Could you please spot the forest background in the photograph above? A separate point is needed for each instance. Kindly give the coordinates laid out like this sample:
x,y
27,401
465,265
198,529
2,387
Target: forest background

**Work item**. Where a line of the data above includes "background", copy that line.

**Written response**.
Could you please spot the forest background in the photograph above? A separate point is needed for each instance. Kindly give the coordinates laid out like this sample:
Target: forest background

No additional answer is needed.